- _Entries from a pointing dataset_
^^^^^^^^
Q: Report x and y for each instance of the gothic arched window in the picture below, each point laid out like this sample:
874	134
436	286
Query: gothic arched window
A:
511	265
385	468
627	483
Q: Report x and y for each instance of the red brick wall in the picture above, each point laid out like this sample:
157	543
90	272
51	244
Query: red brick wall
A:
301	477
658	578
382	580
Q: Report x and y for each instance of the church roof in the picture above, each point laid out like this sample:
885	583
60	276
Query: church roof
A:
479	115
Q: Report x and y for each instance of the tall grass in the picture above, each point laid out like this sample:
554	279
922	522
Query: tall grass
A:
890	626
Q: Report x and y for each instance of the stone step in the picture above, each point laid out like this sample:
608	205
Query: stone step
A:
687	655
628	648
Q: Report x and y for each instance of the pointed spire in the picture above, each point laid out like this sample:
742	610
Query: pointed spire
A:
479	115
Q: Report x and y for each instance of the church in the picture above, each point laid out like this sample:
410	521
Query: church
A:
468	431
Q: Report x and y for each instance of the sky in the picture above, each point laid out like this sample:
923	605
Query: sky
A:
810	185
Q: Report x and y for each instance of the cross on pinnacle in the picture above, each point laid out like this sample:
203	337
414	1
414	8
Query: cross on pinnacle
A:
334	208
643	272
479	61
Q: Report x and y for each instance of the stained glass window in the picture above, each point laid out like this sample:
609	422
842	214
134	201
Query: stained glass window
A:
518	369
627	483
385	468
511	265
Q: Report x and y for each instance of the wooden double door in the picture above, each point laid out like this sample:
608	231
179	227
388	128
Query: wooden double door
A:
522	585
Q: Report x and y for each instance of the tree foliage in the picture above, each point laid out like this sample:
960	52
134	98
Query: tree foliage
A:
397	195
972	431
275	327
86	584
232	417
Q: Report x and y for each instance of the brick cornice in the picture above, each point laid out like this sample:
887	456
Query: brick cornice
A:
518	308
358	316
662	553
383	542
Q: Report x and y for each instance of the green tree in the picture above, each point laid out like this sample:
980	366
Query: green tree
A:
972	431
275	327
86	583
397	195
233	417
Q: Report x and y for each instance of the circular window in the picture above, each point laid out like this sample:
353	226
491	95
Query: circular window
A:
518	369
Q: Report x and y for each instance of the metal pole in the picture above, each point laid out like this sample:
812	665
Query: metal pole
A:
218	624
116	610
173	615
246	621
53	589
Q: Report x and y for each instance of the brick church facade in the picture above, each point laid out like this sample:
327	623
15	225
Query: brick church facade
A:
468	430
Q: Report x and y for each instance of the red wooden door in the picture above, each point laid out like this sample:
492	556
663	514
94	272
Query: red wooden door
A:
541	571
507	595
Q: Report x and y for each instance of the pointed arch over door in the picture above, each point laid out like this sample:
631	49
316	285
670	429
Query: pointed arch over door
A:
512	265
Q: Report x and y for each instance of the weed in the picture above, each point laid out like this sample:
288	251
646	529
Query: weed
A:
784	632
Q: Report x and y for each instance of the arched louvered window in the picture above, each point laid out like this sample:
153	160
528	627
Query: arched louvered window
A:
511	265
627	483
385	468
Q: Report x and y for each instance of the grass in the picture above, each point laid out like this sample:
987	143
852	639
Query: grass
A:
^^^^^^^^
- _PROBLEM DETAILS_
Format the lines above as a Markdown table with the columns n and Line, numbering each row and leaving out blank lines.

- _FINAL ANSWER_
| n | Line |
|---|---|
| 1 | Q: Report x and y for each instance of the gothic arched window in the picture below, each point laid out like this sample: |
| 2 | 874	134 |
| 3 | 436	286 |
| 4 | Query: gothic arched window |
| 5 | A: |
| 6 | 511	265 |
| 7 | 385	468 |
| 8 | 627	483 |
| 9 | Q: Report x and y for each instance of the red brick wall in the picture above, each point laid out like this sample: |
| 10 | 157	543 |
| 11 | 90	272 |
| 12 | 51	244 |
| 13 | Query: red brick wall |
| 14 | A: |
| 15 | 301	477 |
| 16 | 658	578 |
| 17 | 382	580 |
| 18 | Q: Report x and y for each instance of the church roof in the picture above, each point laid out like this sample: |
| 19 | 885	583 |
| 20 | 60	276 |
| 21 | Query: church roof |
| 22 | A: |
| 23 | 479	115 |
| 24 | Q: Report x and y for each instance of the tall grass in the picture above, each point laid out like this sample: |
| 25 | 554	279 |
| 26 | 922	522 |
| 27 | Query: tall grass |
| 28 | A: |
| 29 | 890	626 |
| 30 | Q: Report x and y for each instance of the stone step in the picture above, each point laid out like this sample: |
| 31 | 608	205 |
| 32 | Query: stone step |
| 33 | A: |
| 34 | 687	655 |
| 35 | 628	648 |
| 36 | Q: Report x and y for each instance of the pointed spire in the picture above, each point laid out like this sample: |
| 37 | 742	610 |
| 38 | Query: pointed spire |
| 39 | A: |
| 40 | 479	115 |
| 41 | Q: Report x and y for each instance of the church in the picture above, each point laid out like this sample: |
| 42 | 410	521 |
| 43 | Query: church |
| 44 | A: |
| 45 | 468	431 |
| 46 | Q: Report x and y for each instance of the sky in the picture above, each point laid out like this sample: |
| 47 | 923	605 |
| 48 | Query: sky |
| 49 | A: |
| 50 | 810	185 |
| 51 | Q: Report x and y for each instance of the cross on pinnacle in the picture above, each point laid out like this sample: |
| 52 | 203	337 |
| 53 | 414	1 |
| 54 | 414	8 |
| 55 | Query: cross on pinnacle |
| 56 | A: |
| 57 | 334	208 |
| 58 | 643	272 |
| 59 | 479	61 |
| 60 | Q: Report x and y for each instance of the stained glass window in the picture above, each point laid out like this sample: |
| 61 | 609	422 |
| 62 | 842	214 |
| 63 | 134	201 |
| 64 | Query: stained glass window |
| 65 | A: |
| 66 | 518	369 |
| 67 | 627	483 |
| 68 | 385	468 |
| 69 | 511	265 |
| 70 | Q: Report x and y for each instance of the wooden double door in the picture above, each point laid out like this sample: |
| 71 | 608	231 |
| 72 | 179	227 |
| 73 | 388	128 |
| 74 | Query: wooden double door |
| 75 | A: |
| 76 | 522	585 |
| 77 | Q: Report x and y for each instance of the tree foliage in the picture above, each point laid out like this sample: |
| 78 | 960	52 |
| 79 | 134	98 |
| 80 | Query: tree foliage |
| 81 | A: |
| 82 | 397	195 |
| 83 | 972	431 |
| 84 | 275	327 |
| 85 | 86	584 |
| 86 | 232	417 |
| 87 | Q: Report x and y for each instance of the brick cornice in the picture above, each point laid out like this sample: |
| 88 | 887	456 |
| 89 | Query: brick cornice |
| 90 | A: |
| 91 | 518	308 |
| 92 | 358	316 |
| 93 | 662	553 |
| 94 | 383	542 |
| 95 | Q: Report x and y for each instance of the green tree in the picture above, each point laid out like this sample: |
| 96 | 980	366 |
| 97 | Query: green tree |
| 98 | A: |
| 99 | 972	431 |
| 100 | 275	327 |
| 101 | 86	583 |
| 102 | 397	195 |
| 103 | 233	417 |
| 104 | Q: Report x and y for each instance of the circular window in the picture above, each point laid out like this sample: |
| 105 | 353	226 |
| 106 | 491	95 |
| 107 | Query: circular window |
| 108 | A: |
| 109 | 518	369 |
| 110 | Q: Report x and y for each instance of the metal pole in the picture above, each point laid out like this sample: |
| 111 | 812	665 |
| 112 | Query: metal pole |
| 113 | A: |
| 114 | 218	624 |
| 115 | 116	610 |
| 116 | 173	615 |
| 117 | 246	621 |
| 118 | 53	589 |
| 119 | Q: Report x and y for each instance of the brick church facade in the picture above, each point laid out like this sample: |
| 120 | 327	623 |
| 121 | 15	225 |
| 122 | Query: brick church facade |
| 123 | A: |
| 124 | 468	430 |
| 125 | Q: Report x and y for each instance of the red wooden door in the picture above, each point laid out like this sample: |
| 126 | 492	556 |
| 127 | 663	514 |
| 128 | 94	272 |
| 129 | Query: red wooden door |
| 130 | A: |
| 131 | 541	571 |
| 132 | 507	595 |
| 133 | Q: Report x and y for each instance of the pointed arch over door in the picture above, each point laid out like this sample: |
| 134 | 631	49 |
| 135 | 316	285 |
| 136 | 670	429 |
| 137 | Query: pointed arch over door |
| 138 | A: |
| 139 | 512	265 |
| 140 | Q: Report x and y for each instance of the weed in the picture above, each point laid out like this sample: |
| 141 | 288	251 |
| 142 | 646	529 |
| 143 | Query: weed |
| 144 | A: |
| 145 | 784	632 |
| 146 | Q: Report x and y for each instance of the arched louvered window in the picture above, each point laid out like this sample: |
| 147 | 153	160 |
| 148 | 528	627 |
| 149 | Query: arched louvered window |
| 150 | A: |
| 151 | 511	265 |
| 152 | 627	483 |
| 153 | 385	468 |
| 154 | Q: Report x and y for each instance of the grass in the picture above, each point laid out like this sample: |
| 155 | 987	143 |
| 156 | 852	639 |
| 157 | Query: grass |
| 158 | A: |